_WORK TO COMPLETE_: Reproduce word for word everything from "Pulp refers to" down to "in its treatment." in the dental pulp passage below.

_PASSAGE TO READ_:
Pulp refers to the softest part of the tooth that lies in its root and extends all of the way to the top part of the tooth (the crown). The pulp contains the blood vessels the nerves and connective tissue inside a tooth and provides the tooth's blood and nutrients. It is essentially the lifeline to the tooth and there is a branch of dentistry endodontics which specializes in its treatment.

If the pulp of a tooth becomes damaged beyond repair it essentially means that the tooth has died. Damage to the pulp can be a result of a cracked tooth or a deep cavity. In the case of deep cavities bacteria inside the mouth will become exposed to the dental pulp which causes infection. This damage will become visible if an abscess (a pocket of pus forms at the tip of the tooth root) develops and will require endodontic treatment.

The most effective treatment of abscess is root canal therapy in which the tooth is saved by cleaning out and filling the damaged pulp. In this procedure the infected pulp must be removed from the pulp chamber and the root canals. The pulp chamber and root canals are then thoroughly cleaned and enlarged after the infected pulp is removed. A filling is then attached in order to prevent bacteria from entering the root canals and pulp chamber areas. A crown is placed over the tooth in order to retain the original shape of the tooth.

_DATA UNDER STUDY_:
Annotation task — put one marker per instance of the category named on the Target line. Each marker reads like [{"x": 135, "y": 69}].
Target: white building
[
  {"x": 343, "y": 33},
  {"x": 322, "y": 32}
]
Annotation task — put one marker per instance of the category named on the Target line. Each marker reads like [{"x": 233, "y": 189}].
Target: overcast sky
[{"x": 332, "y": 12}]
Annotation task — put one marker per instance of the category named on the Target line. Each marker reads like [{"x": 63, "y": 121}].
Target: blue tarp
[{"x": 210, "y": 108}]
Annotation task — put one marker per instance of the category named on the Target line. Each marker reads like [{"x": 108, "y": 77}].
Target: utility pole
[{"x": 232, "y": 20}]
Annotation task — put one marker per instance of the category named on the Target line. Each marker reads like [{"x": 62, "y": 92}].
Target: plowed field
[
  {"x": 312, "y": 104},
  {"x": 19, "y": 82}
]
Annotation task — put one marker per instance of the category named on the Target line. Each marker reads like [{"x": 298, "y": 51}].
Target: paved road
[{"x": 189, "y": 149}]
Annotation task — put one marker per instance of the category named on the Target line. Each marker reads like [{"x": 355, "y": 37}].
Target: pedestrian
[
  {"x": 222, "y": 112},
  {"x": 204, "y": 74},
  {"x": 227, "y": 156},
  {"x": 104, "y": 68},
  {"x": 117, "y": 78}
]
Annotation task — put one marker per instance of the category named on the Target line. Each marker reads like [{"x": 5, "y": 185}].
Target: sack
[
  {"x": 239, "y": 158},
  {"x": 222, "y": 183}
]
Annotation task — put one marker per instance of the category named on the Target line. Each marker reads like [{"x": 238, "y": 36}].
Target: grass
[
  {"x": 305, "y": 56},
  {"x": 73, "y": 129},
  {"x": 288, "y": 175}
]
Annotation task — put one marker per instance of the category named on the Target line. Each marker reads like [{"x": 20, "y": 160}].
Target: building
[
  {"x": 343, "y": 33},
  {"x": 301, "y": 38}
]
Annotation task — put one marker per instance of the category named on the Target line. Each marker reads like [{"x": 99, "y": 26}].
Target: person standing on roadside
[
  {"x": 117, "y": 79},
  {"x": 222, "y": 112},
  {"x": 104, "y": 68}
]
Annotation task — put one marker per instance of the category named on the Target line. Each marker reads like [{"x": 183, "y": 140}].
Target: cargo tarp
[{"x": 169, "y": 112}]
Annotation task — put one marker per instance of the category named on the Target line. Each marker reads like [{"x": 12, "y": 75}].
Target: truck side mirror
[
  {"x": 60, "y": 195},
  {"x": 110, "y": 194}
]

_OUTPUT FOR THIS TASK_:
Pulp refers to the softest part of the tooth that lies in its root and extends all of the way to the top part of the tooth (the crown). The pulp contains the blood vessels the nerves and connective tissue inside a tooth and provides the tooth's blood and nutrients. It is essentially the lifeline to the tooth and there is a branch of dentistry endodontics which specializes in its treatment.